> **Exercise directions**
Output exactly the lines that run from the line with "target: blurred green background" to the end of the material, both ends included, and no other lines.

> **Given records**
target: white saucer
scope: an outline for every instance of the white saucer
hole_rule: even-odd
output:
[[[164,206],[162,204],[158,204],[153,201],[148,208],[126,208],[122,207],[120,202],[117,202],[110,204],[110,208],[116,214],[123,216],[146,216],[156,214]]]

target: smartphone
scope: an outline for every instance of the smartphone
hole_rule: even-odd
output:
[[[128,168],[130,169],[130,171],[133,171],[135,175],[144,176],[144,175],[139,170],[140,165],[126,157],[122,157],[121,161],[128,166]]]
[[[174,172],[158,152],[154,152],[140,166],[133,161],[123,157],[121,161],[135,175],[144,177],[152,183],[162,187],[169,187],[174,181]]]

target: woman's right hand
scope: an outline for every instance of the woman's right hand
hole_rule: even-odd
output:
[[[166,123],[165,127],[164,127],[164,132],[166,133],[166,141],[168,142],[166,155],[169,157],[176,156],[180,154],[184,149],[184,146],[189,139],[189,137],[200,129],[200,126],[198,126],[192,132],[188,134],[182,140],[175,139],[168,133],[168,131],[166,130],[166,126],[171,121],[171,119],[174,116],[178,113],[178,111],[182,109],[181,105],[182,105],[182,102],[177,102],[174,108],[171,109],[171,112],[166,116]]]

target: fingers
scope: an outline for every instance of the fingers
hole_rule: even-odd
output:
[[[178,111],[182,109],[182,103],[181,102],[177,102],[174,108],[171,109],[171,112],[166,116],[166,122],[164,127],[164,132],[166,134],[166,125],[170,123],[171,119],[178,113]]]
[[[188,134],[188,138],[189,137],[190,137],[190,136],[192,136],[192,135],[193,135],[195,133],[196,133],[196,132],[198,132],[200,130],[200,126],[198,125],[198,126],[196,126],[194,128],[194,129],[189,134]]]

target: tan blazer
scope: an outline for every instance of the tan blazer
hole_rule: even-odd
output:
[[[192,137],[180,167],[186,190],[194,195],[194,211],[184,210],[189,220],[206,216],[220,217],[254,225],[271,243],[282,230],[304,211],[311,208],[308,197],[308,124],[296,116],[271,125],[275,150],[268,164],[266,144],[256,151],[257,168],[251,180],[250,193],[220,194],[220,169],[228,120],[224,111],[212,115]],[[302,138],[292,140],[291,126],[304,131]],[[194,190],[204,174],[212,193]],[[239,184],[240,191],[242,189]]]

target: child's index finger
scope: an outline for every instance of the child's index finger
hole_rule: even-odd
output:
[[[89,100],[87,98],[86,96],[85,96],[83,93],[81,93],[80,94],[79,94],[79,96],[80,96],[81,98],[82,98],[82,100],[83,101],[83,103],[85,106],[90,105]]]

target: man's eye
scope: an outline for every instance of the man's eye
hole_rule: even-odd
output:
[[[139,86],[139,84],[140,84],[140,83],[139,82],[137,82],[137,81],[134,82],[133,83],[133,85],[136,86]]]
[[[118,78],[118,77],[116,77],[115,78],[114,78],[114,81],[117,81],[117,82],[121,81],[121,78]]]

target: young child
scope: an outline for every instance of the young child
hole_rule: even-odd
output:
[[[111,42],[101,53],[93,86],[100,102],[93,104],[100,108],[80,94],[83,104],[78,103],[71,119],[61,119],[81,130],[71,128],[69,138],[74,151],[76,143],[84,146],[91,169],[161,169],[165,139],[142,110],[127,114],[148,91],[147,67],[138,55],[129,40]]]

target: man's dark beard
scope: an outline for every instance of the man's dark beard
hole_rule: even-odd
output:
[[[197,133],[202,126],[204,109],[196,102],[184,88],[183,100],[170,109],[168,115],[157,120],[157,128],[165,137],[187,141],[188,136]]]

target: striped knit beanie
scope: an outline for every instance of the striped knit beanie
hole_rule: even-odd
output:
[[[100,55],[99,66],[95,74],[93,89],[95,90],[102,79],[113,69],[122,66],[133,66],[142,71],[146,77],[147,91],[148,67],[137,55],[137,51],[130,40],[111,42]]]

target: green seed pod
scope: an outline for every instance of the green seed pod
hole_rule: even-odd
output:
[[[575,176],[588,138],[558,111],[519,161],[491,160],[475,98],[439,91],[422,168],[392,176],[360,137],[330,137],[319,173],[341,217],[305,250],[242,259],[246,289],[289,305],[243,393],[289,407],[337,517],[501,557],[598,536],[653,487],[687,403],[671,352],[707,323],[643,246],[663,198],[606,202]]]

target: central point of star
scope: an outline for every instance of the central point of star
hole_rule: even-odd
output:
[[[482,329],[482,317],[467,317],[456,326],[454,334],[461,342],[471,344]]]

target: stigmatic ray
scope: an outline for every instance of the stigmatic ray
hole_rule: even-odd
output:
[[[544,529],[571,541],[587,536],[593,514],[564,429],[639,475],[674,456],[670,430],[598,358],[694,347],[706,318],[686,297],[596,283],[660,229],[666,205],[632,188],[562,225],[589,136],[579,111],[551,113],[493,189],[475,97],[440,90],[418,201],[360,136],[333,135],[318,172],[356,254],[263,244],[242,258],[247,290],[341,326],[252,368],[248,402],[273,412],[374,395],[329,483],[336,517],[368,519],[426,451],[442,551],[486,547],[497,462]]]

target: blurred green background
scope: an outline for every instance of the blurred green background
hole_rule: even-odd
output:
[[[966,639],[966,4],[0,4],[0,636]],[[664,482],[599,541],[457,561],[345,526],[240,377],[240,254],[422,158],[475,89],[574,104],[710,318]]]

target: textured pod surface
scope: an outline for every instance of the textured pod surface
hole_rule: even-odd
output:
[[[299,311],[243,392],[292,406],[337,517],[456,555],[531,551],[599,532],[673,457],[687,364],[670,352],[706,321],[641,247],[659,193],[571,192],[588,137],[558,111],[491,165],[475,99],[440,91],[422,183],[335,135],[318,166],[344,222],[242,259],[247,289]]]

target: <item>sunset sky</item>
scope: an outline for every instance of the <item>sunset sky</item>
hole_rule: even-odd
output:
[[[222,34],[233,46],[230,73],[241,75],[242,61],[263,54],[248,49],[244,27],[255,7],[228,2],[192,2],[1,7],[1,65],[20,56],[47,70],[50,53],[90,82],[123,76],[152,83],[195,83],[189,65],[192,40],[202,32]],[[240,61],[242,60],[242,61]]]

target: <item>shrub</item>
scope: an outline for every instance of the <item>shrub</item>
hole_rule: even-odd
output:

> **The completed task**
target: blurred green background
scope: an outline for every instance of the blurred green background
hole_rule: even-odd
output:
[[[966,639],[966,4],[0,4],[0,636]],[[664,482],[599,541],[457,561],[345,526],[240,377],[240,254],[422,158],[475,89],[574,104],[710,318]]]

target: textured pod surface
scope: an outline for every instance of the textured pod surface
hole_rule: even-odd
output:
[[[299,311],[243,392],[292,406],[337,517],[456,555],[531,551],[599,532],[673,457],[687,364],[670,352],[706,321],[641,247],[659,193],[571,192],[588,137],[558,111],[491,165],[475,99],[440,91],[422,183],[335,135],[318,166],[344,222],[242,259],[247,289]]]

target: <item>sunset sky</item>
scope: an outline for every instance of the <item>sunset sky</item>
hole_rule: even-odd
output:
[[[222,34],[233,46],[230,73],[241,75],[242,61],[263,54],[248,49],[244,27],[255,7],[228,2],[192,2],[1,7],[1,65],[20,56],[47,70],[50,53],[90,82],[123,76],[152,83],[195,83],[189,65],[192,40],[202,32]],[[240,61],[242,60],[242,61]]]

target: <item>shrub</item>
scope: an outline for every instance of the <item>shrub</item>
hole_rule: even-odd
output:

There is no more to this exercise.